• [INSTRUCTIONS FOR THE TASK]: Output every line below without omitting or altering anything.

(Excerpts of pointing data)
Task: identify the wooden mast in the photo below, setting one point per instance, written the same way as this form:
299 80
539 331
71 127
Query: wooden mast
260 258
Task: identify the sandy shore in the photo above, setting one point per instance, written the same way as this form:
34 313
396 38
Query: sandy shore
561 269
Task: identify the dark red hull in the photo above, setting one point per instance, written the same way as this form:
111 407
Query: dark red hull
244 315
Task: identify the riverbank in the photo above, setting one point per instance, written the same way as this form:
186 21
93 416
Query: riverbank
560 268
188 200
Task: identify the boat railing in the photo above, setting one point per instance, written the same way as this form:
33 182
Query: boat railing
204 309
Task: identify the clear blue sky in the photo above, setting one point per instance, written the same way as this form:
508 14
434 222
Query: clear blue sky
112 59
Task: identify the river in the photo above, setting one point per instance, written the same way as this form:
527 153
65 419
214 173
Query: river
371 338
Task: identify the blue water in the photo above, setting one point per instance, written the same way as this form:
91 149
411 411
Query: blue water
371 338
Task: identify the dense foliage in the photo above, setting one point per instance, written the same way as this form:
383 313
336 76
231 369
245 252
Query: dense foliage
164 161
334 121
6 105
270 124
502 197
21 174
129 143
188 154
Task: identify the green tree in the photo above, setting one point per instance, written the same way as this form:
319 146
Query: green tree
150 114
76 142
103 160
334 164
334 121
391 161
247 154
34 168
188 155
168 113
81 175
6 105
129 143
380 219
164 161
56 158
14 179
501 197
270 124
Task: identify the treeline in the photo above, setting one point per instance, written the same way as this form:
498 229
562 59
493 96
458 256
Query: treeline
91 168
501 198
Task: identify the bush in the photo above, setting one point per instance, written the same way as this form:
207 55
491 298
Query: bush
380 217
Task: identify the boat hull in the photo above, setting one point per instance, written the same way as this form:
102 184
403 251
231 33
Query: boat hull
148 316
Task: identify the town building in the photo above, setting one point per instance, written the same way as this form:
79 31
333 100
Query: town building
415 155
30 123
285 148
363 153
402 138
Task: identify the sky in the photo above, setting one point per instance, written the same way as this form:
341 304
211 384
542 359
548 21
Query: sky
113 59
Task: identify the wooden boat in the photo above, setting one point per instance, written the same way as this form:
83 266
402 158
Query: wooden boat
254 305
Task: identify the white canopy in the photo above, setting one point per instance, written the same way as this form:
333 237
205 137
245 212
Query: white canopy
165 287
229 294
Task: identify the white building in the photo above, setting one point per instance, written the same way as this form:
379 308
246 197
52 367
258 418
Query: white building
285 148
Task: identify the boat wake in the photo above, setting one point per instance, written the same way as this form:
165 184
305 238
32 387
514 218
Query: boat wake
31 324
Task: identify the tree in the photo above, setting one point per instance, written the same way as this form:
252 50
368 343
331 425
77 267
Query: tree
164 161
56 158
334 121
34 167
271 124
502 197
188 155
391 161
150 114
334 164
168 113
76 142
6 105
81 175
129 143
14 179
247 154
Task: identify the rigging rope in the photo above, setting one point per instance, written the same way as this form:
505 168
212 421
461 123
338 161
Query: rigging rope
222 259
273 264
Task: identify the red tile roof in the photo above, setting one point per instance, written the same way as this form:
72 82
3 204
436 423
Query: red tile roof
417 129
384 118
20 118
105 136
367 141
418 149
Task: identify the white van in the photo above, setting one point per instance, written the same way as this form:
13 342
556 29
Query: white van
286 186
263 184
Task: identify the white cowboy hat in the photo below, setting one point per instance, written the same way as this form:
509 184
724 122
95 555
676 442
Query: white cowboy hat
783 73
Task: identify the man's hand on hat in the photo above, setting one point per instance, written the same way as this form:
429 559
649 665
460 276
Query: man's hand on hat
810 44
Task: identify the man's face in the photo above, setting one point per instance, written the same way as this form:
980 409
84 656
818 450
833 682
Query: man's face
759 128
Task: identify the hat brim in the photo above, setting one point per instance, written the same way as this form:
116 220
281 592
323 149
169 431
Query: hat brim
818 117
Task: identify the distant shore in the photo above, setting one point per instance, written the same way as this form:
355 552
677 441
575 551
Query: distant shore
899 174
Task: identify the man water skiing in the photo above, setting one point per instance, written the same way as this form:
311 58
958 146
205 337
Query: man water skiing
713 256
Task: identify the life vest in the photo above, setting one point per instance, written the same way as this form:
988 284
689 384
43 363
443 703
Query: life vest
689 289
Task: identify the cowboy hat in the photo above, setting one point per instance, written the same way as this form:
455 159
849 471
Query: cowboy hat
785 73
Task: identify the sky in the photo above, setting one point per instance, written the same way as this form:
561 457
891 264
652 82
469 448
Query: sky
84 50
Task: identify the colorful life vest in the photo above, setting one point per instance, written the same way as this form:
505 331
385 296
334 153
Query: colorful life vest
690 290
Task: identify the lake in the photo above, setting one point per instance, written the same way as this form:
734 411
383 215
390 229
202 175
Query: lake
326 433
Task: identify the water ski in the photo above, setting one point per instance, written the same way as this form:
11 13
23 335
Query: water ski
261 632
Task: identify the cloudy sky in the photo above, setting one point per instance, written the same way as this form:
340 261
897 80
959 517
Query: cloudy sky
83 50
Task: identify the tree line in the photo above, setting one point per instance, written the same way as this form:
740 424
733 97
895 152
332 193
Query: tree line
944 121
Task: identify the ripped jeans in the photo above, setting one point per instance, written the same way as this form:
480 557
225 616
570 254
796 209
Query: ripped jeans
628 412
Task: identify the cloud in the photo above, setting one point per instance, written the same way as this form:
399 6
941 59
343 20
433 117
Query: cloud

• [THE SOLUTION]:
Task: identify the wooden mast in the photo below, setting one point per instance, written the same way as this form:
299 80
539 331
71 127
Query: wooden mast
260 258
Task: identify the sandy shore in the photo above, setting one point per instance, written the same way as this form:
34 313
396 38
Query: sandy shore
561 269
Task: identify the dark red hull in the photo above, setting one point per instance, written the same way as this form:
111 407
Query: dark red hull
244 315
Task: identify the riverbank in the photo above, setting one point per instance, written the same way as this form:
186 21
93 416
Query: riverbank
560 268
188 200
Task: identify the boat railing in the photo above, setting one point per instance, written the same way as this form:
33 182
Query: boat railing
204 309
Task: identify the clear blue sky in the photo above, setting one point per instance, written the same way as this form:
508 14
434 222
Query: clear blue sky
112 59
Task: identify the river in the photo above, setting one point per instance, written the same way as this form:
527 153
65 419
214 173
Query: river
371 338
Task: identify the blue water in the photo above, setting one point per instance, written the same way as this form:
91 149
411 411
Query: blue water
371 338
Task: identify the dense foliage in the photo above, setting one point per instance, written the same way as this form:
383 313
336 76
231 369
245 252
Query: dense foliage
164 161
334 121
6 105
270 124
502 197
21 174
129 143
188 154
Task: identify the green tree in the photo above, setting one point per instance, written the same way as this form:
319 146
Query: green tree
150 114
76 142
103 160
334 164
334 121
391 161
247 154
34 168
188 155
168 113
81 175
6 105
129 143
380 219
164 161
56 158
14 179
501 197
270 124
Task: identify the treeline in the photo above, setting one point per instance, written the same way as this form:
498 229
562 59
493 96
458 256
Query: treeline
91 168
501 198
Task: identify the bush in the photo above, setting one point per instance, written the same way as this form:
207 55
491 298
Query: bush
380 217
Task: identify the boat hull in the photo above, setting one point per instance, written the same way as this form:
102 184
403 251
231 33
Query: boat hull
148 316
Task: identify the town building in the photo above, setting one point per instance, written the same way as this form:
79 31
333 100
Query: town building
415 155
30 123
285 148
363 153
402 138
Task: identify the sky in the photo above, setting one point per instance, written the same way as this form:
341 304
211 384
542 359
548 21
Query: sky
113 59
Task: identify the wooden boat in the photo above, setting one point per instance, written the same way as this form:
83 266
402 158
Query: wooden boat
254 305
Task: identify the white canopy in the photo above, setting one point per instance, written the same way as this form:
333 237
205 137
245 212
Query: white canopy
165 287
229 294
Task: identify the white building in the photo above, setting one point per instance, written the same way as this form:
379 308
246 197
52 367
258 418
Query: white building
285 148
Task: identify the boat wake in the photo above, setting one point per instance, written the same way as this form:
165 184
305 238
32 387
514 218
Query: boat wake
31 324
Task: identify the tree in the photo above, setting one point per instance, written the same way as this form:
252 50
368 343
331 425
77 267
Query: tree
164 161
56 158
334 121
34 167
271 124
502 197
188 155
391 161
150 114
334 164
168 113
76 142
6 105
81 175
129 143
14 179
247 154
Task: identify the rigging rope in the photo above, setting one point per instance, written the same way as this form:
505 168
212 421
461 123
338 161
Query: rigging rope
222 259
273 264
Task: identify the red tile roof in the photo above, setting one point per instance, written the same way as this form:
72 82
3 204
436 423
Query: red tile roof
417 129
384 118
20 118
105 136
367 141
418 149
Task: identify the white van in the photo above, setting one point per instance, written the same way as this form:
13 342
556 29
Query: white van
286 186
263 184
Task: identify the white cowboy hat in the photo below, setting one point per instance, written the same way as this form:
509 184
724 122
95 555
676 442
Query: white cowboy hat
783 73
Task: identify the man's hand on hat in the photo above, setting one point per instance, written the same way as this form:
429 559
649 665
460 276
Query: man's hand on hat
810 44
Task: identify the man's face in the photo above, setting one point per instance, written the same way as this form:
980 409
84 656
818 450
833 682
Query: man's face
759 128
Task: identify the hat brim in the photo above, setting one point per instance, written the same way as this form:
116 220
281 592
323 149
169 431
Query: hat brim
818 117
Task: identify the distant shore in the photo above, setting one point per instance, written the same way as this form:
355 552
677 441
575 551
Query: distant shore
899 174
Task: identify the man water skiing in the photo above, setting one point per instance, written the same way as this form:
311 58
958 146
205 337
Query: man water skiing
713 256
Task: identify the life vest in the photo above, setting one point per instance, written the same way as this form:
988 284
689 384
43 363
443 703
Query: life vest
689 289
Task: identify the cowboy hat in the photo above, setting one point per instance, written the same way as this form:
455 159
849 471
Query: cowboy hat
785 73
Task: identify the sky in the photo above, setting one point per instance, written the same way as this form:
561 457
891 264
652 82
469 448
Query: sky
84 50
Task: identify the colorful life vest in the photo above, setting one point per instance, written the same way as this form:
505 331
385 296
334 153
Query: colorful life vest
690 290
Task: identify the lake in the photo above, setting one point per instance, written the same way as this form:
734 411
383 215
390 229
202 175
Query: lake
326 433
Task: identify the water ski in the photo above, setting one point per instance, written the same way as this form:
11 13
23 335
Query: water ski
261 632
Task: identify the cloudy sky in the photo above, setting one point per instance, written the same way as this form:
340 261
897 80
959 517
Query: cloudy sky
83 50
Task: identify the tree line in the photo above, setting one point per instance, written the same way as this form:
740 424
733 97
895 152
332 193
Query: tree line
944 121
Task: identify the ripped jeans in the photo above, setting one point per instance, written the same way as this form:
480 557
225 616
570 254
796 209
Query: ripped jeans
628 412
Task: identify the cloud in the photo above, setting one point per instance, written the same way as this form:
399 6
941 59
343 20
433 117
Query: cloud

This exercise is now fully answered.